[Directions for this task] For the entries that follow, report how many lines include the word "detect" and add nothing.

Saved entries
● ● ● ● ● ● ●

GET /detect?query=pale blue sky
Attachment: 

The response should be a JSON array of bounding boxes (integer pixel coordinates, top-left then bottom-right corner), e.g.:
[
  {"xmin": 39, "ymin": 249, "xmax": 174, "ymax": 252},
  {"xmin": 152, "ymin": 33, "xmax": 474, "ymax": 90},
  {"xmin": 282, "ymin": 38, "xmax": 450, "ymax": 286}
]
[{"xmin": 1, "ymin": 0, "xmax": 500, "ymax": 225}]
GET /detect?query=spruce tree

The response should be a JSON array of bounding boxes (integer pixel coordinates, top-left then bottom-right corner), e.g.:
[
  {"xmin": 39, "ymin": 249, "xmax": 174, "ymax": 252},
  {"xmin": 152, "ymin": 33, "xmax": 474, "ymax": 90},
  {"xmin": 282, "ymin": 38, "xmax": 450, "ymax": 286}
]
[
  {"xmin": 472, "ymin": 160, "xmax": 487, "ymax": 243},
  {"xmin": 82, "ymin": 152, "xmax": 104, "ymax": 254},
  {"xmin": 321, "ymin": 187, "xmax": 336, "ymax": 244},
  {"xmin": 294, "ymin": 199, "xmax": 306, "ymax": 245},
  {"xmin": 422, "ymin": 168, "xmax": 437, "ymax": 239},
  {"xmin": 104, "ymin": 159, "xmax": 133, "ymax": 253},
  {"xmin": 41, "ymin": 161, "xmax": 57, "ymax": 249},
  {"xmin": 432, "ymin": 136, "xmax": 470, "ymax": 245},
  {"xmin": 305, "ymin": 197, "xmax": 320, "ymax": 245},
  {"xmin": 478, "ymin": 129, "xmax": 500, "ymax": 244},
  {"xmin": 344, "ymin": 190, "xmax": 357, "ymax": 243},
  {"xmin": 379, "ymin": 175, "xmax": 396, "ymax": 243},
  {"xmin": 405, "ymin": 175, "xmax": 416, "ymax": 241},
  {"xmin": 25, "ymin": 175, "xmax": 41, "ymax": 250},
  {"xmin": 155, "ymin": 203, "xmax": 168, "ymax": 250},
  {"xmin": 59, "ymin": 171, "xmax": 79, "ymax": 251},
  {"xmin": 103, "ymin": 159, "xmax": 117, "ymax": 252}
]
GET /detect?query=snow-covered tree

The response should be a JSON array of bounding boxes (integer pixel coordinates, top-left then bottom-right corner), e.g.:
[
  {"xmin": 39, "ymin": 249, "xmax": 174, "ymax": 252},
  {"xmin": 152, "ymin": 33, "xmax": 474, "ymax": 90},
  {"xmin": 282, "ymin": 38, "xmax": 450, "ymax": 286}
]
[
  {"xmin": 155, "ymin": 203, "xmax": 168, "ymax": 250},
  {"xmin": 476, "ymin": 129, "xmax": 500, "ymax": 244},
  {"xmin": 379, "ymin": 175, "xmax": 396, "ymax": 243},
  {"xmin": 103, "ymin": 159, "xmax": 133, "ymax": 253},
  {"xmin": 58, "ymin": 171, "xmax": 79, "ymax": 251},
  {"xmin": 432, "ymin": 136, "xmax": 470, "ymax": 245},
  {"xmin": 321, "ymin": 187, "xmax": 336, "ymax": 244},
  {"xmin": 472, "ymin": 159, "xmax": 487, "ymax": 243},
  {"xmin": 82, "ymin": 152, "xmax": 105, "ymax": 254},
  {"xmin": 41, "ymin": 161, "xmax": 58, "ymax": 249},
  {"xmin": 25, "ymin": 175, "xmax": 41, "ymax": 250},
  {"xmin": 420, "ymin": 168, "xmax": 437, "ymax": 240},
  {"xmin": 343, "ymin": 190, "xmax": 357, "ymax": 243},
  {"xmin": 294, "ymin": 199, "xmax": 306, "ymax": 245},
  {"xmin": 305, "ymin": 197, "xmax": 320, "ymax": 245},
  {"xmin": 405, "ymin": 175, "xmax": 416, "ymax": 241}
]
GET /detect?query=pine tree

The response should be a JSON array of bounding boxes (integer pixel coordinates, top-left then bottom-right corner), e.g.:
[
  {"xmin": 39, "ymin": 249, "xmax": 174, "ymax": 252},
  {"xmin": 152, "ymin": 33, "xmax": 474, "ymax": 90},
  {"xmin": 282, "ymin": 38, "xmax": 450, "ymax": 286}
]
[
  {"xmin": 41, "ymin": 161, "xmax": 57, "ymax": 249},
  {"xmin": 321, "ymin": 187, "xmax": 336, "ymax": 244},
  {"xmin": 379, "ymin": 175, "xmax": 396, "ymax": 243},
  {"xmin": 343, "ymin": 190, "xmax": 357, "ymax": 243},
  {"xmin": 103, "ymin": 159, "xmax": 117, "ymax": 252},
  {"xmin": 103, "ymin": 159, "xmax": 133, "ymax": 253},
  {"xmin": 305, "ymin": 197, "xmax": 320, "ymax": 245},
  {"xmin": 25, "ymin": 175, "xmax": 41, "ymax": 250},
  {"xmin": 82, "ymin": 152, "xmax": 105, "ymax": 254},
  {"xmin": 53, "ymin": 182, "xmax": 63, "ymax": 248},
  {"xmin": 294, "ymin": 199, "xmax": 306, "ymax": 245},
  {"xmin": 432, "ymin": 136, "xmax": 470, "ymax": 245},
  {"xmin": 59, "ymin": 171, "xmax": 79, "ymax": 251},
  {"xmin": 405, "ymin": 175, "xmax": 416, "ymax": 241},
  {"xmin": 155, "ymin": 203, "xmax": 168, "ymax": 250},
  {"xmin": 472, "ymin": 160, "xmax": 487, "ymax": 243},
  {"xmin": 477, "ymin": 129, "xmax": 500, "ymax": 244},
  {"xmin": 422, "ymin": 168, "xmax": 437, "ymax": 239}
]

● ● ● ● ● ● ●

[Exercise solution] 4